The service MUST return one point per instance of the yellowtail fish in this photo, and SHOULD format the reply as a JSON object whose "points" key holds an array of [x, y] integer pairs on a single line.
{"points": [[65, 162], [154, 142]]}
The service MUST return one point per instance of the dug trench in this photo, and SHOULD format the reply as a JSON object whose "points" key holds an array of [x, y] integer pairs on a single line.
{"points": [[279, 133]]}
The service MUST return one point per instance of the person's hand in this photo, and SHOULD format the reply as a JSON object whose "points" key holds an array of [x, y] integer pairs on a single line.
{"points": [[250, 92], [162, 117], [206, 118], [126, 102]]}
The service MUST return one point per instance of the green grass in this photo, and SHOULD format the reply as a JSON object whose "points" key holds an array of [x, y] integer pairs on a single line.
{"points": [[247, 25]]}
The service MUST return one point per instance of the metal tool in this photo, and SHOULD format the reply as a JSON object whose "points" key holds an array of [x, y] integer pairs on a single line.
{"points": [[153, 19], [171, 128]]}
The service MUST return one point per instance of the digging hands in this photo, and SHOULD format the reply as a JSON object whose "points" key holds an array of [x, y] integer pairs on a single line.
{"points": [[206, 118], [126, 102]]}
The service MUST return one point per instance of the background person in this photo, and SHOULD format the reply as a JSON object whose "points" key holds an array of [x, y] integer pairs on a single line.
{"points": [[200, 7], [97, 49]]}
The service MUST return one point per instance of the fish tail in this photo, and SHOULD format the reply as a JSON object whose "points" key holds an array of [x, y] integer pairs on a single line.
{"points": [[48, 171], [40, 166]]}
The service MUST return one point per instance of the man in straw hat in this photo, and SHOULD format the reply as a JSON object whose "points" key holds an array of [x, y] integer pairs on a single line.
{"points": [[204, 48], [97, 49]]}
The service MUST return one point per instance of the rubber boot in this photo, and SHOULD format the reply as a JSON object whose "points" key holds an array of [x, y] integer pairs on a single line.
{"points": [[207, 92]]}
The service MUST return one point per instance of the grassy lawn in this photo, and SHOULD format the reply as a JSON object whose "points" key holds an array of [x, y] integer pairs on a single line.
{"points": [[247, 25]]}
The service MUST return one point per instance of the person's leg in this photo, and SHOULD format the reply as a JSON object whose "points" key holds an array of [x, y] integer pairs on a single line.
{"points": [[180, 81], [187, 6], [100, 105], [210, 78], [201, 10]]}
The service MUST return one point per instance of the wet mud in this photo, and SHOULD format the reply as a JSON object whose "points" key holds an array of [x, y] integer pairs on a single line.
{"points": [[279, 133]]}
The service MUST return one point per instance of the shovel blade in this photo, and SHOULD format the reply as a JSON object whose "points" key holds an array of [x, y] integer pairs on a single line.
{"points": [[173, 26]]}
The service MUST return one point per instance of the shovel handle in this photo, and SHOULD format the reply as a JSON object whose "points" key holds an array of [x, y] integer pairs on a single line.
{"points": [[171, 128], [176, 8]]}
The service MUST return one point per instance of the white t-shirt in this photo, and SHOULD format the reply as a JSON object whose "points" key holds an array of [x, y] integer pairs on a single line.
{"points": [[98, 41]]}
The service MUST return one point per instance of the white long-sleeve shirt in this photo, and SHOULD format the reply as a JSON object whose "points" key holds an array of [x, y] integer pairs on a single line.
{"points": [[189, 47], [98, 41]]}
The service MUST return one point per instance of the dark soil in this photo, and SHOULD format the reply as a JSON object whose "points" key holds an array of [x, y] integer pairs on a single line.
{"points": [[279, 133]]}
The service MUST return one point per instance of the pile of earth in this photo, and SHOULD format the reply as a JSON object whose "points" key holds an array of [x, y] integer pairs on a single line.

*WORK INSTRUCTION*. Line by line, the listing above is to be transcribed exactly.

*ANSWER FOR THE TASK*.
The service MUST return one point per instance of the yellowtail fish in this photo, and SHOULD format the reply as a JSON object whose "points" key holds an array of [x, y] integer pairs on a single line.
{"points": [[65, 162], [154, 142]]}
The service MUST return one point per instance of the dug trench in this photo, and SHOULD format the reply as a JSON object whose "points" key holds an array of [x, y] integer pairs on a single line.
{"points": [[279, 133]]}
The service MUST return one point per instance of the person's hand in this photo, and SHOULD format the reply as a JSON object whose "points" key holds an array of [x, y] integer pairs on a single line.
{"points": [[250, 92], [162, 117], [206, 118], [126, 102]]}
The service MUST return one point per instance of the green grass in this photo, and SHOULD format the reply as a JSON object whose "points" key holds an array of [x, y] integer pairs on a single line.
{"points": [[247, 25]]}
The service MUST return one point per instance of the metal tool in this photo, and SHOULD format the reply as a JSON object whose "points" key holds an array of [x, y] integer pairs on a single line.
{"points": [[153, 19], [171, 128]]}
The service MUST return one point per instance of the digging hands in this photo, and SHOULD format the reply as a JSON object whose "points" key holds an array of [x, y] integer pairs on a single line.
{"points": [[206, 118], [126, 102]]}
The service MUST return one point per instance of the background person in this photo, and SHOULD format the reply as a JSON object whose "points" key holds an array of [x, y] integer pairs on a single line.
{"points": [[200, 7], [97, 49]]}
The service MUST return one point per instance of the fish tail in this photo, and SHOULD format the reply as a JSON object whose "points" key holds an array of [x, y] integer pairs on a single line.
{"points": [[48, 171], [40, 166]]}
The service MUST return one point per instance of the man in straw hat in this photo, and SHOULD format the reply as a JSON object whose "points" key holds an array of [x, y] integer pairs on a single line.
{"points": [[204, 48], [97, 49]]}
The service MUST return one point per instance of the rubber boot in this photo, and SHOULD format the reply as a JSON object whose "points" key holds an array of [x, y] integer pairs on a single line.
{"points": [[207, 92]]}
The service MUST return one point per instance of the grassy lawn in this photo, and SHOULD format the reply as a JSON object whose "points" key holds an array of [x, y] integer pairs on a single line.
{"points": [[247, 25]]}
The service MUST return one point per instance of the person's leg in this photo, and SHOULD format the reply as a JSON object whose "points" key holds an array of [x, y] integer pairs on a single line.
{"points": [[180, 81], [187, 6], [100, 105], [210, 78], [201, 10]]}
The service MUST return one point per instance of the wet mud in this photo, and SHOULD format the reply as a JSON object whose "points" key holds an array of [x, y] integer pairs on a single line.
{"points": [[279, 133]]}
The service MUST return one point per instance of the shovel blade in this photo, and SHOULD format the reply as a JSON object whose "points" key holds an array of [x, y] integer pairs on a single line.
{"points": [[173, 26]]}
The service MUST return one point per instance of the shovel handle in this photo, and SHOULD format the reply as a JSON object whose "points" key holds an array of [x, y] integer pairs on a single line.
{"points": [[171, 128], [176, 8]]}
The service MUST return one point per instance of the white t-shirt in this photo, and SHOULD format the reply as a JSON object whose "points" key holds an array of [x, y] integer pairs on a single line.
{"points": [[98, 41]]}
The service MUST return one point per instance of the white long-sleeve shirt in this photo, and SHOULD format the reply as a JSON object whose "points" key holds an array of [x, y] integer pairs on a single line.
{"points": [[189, 47], [98, 41]]}
The service MUST return one point per instance of the dark soil in this photo, and SHOULD format the reply as a JSON object whose "points" key holds an array of [x, y] integer pairs on a single line.
{"points": [[279, 133]]}
The service MUST return one point per instance of the pile of earth in this photo, and SHOULD format the reply as a JSON object whose "points" key holds an array of [x, y] integer pairs on a single line.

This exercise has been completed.